··· RECORDS FOR THIS TASK ···

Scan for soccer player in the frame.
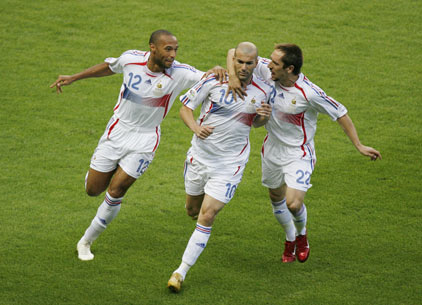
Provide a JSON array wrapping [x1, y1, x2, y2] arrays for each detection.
[[167, 42, 273, 292], [50, 30, 225, 261], [226, 44, 382, 263]]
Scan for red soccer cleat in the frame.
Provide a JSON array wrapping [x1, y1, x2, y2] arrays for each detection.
[[282, 240, 296, 263], [295, 234, 310, 263]]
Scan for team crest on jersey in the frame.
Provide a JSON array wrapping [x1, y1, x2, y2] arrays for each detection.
[[187, 89, 197, 99], [153, 82, 164, 96], [251, 98, 256, 104], [291, 99, 296, 104]]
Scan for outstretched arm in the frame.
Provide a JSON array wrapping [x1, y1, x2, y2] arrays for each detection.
[[50, 62, 114, 94], [337, 114, 382, 161], [180, 105, 215, 139]]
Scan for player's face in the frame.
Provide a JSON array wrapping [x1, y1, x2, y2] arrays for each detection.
[[150, 35, 178, 69], [268, 50, 291, 83], [233, 51, 257, 82]]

···

YOUR GOAL » Reproduce the whole of the data, word for word, and omit its pictures.

RESULT OF THE EXERCISE »
Scan for soccer player in the frame.
Provide a JSON array wrapping [x1, y1, x2, y2] arrays for each detection.
[[167, 42, 273, 292], [50, 30, 225, 261], [226, 44, 382, 263]]
Scan for red soccer cleat in the frame.
Provide a JSON array wrapping [x1, y1, x2, y2] arrays for each detection.
[[282, 240, 296, 263], [295, 234, 310, 263]]
Scan for team crest on jersey in the frame.
Provide a JSON array wrapping [x1, y1, x2, y2] arrays for each detection.
[[187, 89, 197, 99], [153, 82, 164, 96], [251, 98, 256, 104], [291, 99, 296, 104]]
Scan for outstretched arm in the frame.
Provide a JSON array wrapping [x1, y1, x2, y2] arrays for each detection.
[[50, 62, 114, 94], [337, 114, 382, 161], [180, 105, 215, 139]]
Scan for player's face in the frame.
Provide a JSON array wrapping [x1, y1, x2, y2] arrays for each detection.
[[150, 35, 178, 69], [268, 50, 291, 83], [233, 51, 257, 82]]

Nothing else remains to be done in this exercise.